* Your objective:
Retype every one of the items below word for word, leaving out the pictures.

Segmentation labeling items
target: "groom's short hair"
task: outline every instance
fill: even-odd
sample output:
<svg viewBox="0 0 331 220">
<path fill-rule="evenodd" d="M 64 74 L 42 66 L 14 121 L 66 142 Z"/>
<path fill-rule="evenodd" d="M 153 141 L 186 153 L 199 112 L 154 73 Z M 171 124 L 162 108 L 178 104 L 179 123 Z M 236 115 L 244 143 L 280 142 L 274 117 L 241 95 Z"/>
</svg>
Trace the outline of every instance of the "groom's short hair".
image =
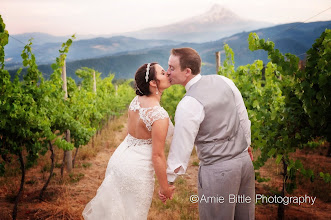
<svg viewBox="0 0 331 220">
<path fill-rule="evenodd" d="M 201 57 L 193 48 L 173 48 L 171 54 L 179 57 L 179 64 L 182 71 L 185 68 L 190 68 L 193 75 L 201 72 Z"/>
</svg>

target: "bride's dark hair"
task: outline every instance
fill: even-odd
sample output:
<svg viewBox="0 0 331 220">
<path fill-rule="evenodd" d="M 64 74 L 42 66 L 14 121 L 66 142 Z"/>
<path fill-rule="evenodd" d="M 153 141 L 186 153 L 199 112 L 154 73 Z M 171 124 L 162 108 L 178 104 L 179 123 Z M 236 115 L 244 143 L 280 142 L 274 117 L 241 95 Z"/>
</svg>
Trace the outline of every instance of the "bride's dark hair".
<svg viewBox="0 0 331 220">
<path fill-rule="evenodd" d="M 146 82 L 146 70 L 147 70 L 147 63 L 142 65 L 138 68 L 136 75 L 134 77 L 135 79 L 135 86 L 136 86 L 136 94 L 139 96 L 143 95 L 150 95 L 151 92 L 149 91 L 149 82 L 151 80 L 156 80 L 156 71 L 155 71 L 155 64 L 158 63 L 151 63 L 150 69 L 149 69 L 149 75 L 148 75 L 148 81 Z"/>
</svg>

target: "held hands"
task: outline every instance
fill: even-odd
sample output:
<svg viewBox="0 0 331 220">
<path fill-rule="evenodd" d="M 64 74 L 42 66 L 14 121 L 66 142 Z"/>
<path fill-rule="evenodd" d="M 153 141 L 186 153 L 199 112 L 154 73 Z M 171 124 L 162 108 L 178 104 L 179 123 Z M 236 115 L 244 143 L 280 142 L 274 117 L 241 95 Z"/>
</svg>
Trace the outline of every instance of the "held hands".
<svg viewBox="0 0 331 220">
<path fill-rule="evenodd" d="M 175 189 L 174 185 L 168 185 L 167 189 L 160 188 L 159 199 L 165 204 L 168 199 L 172 199 Z"/>
<path fill-rule="evenodd" d="M 248 147 L 248 154 L 251 157 L 251 160 L 253 161 L 254 160 L 254 158 L 253 158 L 253 150 L 252 150 L 252 147 L 251 146 Z"/>
</svg>

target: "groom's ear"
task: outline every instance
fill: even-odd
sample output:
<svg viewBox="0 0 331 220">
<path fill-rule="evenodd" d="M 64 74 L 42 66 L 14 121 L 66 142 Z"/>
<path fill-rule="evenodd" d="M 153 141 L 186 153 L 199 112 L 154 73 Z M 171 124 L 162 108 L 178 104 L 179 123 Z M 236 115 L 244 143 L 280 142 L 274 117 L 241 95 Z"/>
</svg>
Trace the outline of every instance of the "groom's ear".
<svg viewBox="0 0 331 220">
<path fill-rule="evenodd" d="M 185 75 L 186 75 L 186 76 L 190 76 L 190 75 L 192 75 L 192 70 L 191 70 L 191 68 L 186 68 Z"/>
</svg>

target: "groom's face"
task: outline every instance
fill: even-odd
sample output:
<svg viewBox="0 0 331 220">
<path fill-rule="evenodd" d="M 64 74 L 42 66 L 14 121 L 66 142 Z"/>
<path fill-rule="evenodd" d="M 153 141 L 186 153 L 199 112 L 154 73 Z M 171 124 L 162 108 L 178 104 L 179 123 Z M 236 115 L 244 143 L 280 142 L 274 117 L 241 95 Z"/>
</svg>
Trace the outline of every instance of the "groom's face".
<svg viewBox="0 0 331 220">
<path fill-rule="evenodd" d="M 168 73 L 171 85 L 175 85 L 175 84 L 183 85 L 184 84 L 184 82 L 186 80 L 186 76 L 185 76 L 186 71 L 181 70 L 178 56 L 170 55 L 169 61 L 168 61 L 167 73 Z"/>
</svg>

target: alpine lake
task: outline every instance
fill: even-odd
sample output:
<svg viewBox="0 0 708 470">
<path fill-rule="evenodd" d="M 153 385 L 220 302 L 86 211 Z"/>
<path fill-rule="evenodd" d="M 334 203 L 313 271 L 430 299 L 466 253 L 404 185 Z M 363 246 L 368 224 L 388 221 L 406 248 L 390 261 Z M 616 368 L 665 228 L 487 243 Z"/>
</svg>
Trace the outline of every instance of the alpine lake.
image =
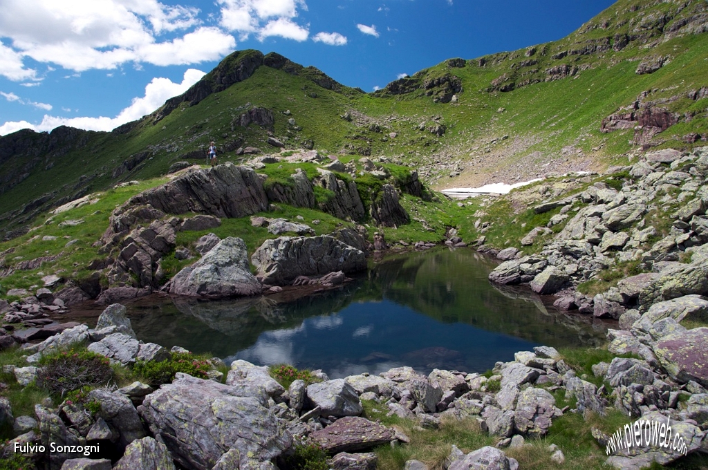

* The completed task:
target: "groom's short hair"
task: outline every instance
fill: even-odd
sample output:
<svg viewBox="0 0 331 220">
<path fill-rule="evenodd" d="M 64 74 L 42 66 L 14 121 L 66 142 Z"/>
<path fill-rule="evenodd" d="M 153 141 L 186 153 L 199 112 L 154 73 Z M 171 124 L 162 108 L 178 104 L 179 123 Z M 236 115 L 244 143 L 280 142 L 274 117 L 241 95 Z"/>
</svg>
Trace the outline of every instance of the "groom's short hair".
image =
<svg viewBox="0 0 331 220">
<path fill-rule="evenodd" d="M 201 57 L 193 48 L 173 48 L 171 54 L 179 57 L 179 64 L 182 71 L 185 68 L 190 68 L 193 75 L 201 72 Z"/>
</svg>

target: "bride's dark hair"
task: outline every instance
fill: even-odd
sample output:
<svg viewBox="0 0 331 220">
<path fill-rule="evenodd" d="M 64 74 L 42 66 L 14 121 L 66 142 Z"/>
<path fill-rule="evenodd" d="M 153 141 L 186 153 L 199 112 L 154 73 Z M 171 124 L 162 108 L 178 104 L 179 123 Z M 236 115 L 244 143 L 280 142 L 274 117 L 241 95 Z"/>
</svg>
Trace the outline of every instance of the "bride's dark hair".
<svg viewBox="0 0 331 220">
<path fill-rule="evenodd" d="M 146 82 L 146 70 L 147 70 L 147 63 L 142 65 L 138 68 L 136 75 L 134 77 L 135 79 L 135 86 L 136 86 L 136 94 L 139 96 L 143 95 L 150 95 L 151 92 L 149 91 L 149 82 L 151 80 L 156 80 L 156 71 L 155 71 L 155 64 L 158 63 L 151 63 L 150 69 L 149 69 L 149 75 L 148 75 L 148 81 Z"/>
</svg>

target: "held hands"
task: outline every instance
fill: even-odd
sample output:
<svg viewBox="0 0 331 220">
<path fill-rule="evenodd" d="M 64 74 L 42 66 L 14 121 L 66 142 Z"/>
<path fill-rule="evenodd" d="M 153 141 L 186 153 L 199 112 L 154 73 Z M 171 124 L 162 108 L 178 104 L 179 123 Z M 236 115 L 244 143 L 280 142 L 274 117 L 241 95 Z"/>
</svg>
Trace the outline of every instance of the "held hands".
<svg viewBox="0 0 331 220">
<path fill-rule="evenodd" d="M 175 189 L 174 185 L 168 185 L 167 189 L 160 188 L 159 199 L 165 204 L 168 199 L 172 199 Z"/>
<path fill-rule="evenodd" d="M 248 147 L 248 154 L 251 157 L 251 160 L 253 161 L 254 160 L 254 158 L 253 158 L 253 150 L 252 150 L 252 147 L 251 146 Z"/>
</svg>

target: "groom's ear"
task: outline every instance
fill: even-odd
sample output:
<svg viewBox="0 0 331 220">
<path fill-rule="evenodd" d="M 64 74 L 42 66 L 14 121 L 66 142 Z"/>
<path fill-rule="evenodd" d="M 153 141 L 186 153 L 199 112 L 154 73 Z M 171 124 L 162 108 L 178 104 L 179 123 Z M 236 115 L 244 143 L 280 142 L 274 117 L 241 95 Z"/>
</svg>
Trace the outline of every instance of the "groom's ear".
<svg viewBox="0 0 331 220">
<path fill-rule="evenodd" d="M 185 75 L 186 75 L 186 76 L 190 76 L 190 75 L 192 75 L 192 70 L 191 70 L 191 68 L 186 68 Z"/>
</svg>

target: "groom's face"
task: outline every instance
fill: even-odd
sample output:
<svg viewBox="0 0 331 220">
<path fill-rule="evenodd" d="M 64 74 L 42 66 L 14 121 L 66 142 Z"/>
<path fill-rule="evenodd" d="M 153 141 L 186 153 L 199 112 L 154 73 Z M 171 124 L 162 108 L 178 104 L 179 123 Z M 236 115 L 244 143 L 280 142 L 274 117 L 241 95 Z"/>
</svg>
Trace the outline of every instance of the "groom's face".
<svg viewBox="0 0 331 220">
<path fill-rule="evenodd" d="M 168 73 L 171 85 L 175 85 L 175 84 L 183 85 L 184 84 L 184 82 L 186 80 L 186 76 L 185 76 L 186 71 L 181 70 L 178 56 L 170 55 L 169 61 L 168 61 L 167 73 Z"/>
</svg>

target: alpine lake
task: outline every instance
fill: even-odd
sample output:
<svg viewBox="0 0 708 470">
<path fill-rule="evenodd" d="M 153 385 L 220 302 L 86 211 Z"/>
<path fill-rule="evenodd" d="M 334 203 L 313 271 L 430 299 L 466 253 L 404 185 Z M 363 246 L 368 224 L 388 221 L 406 248 L 390 261 Z M 616 368 L 665 228 L 487 243 Z"/>
</svg>
Trace the outline of every instance of the alpine lake.
image =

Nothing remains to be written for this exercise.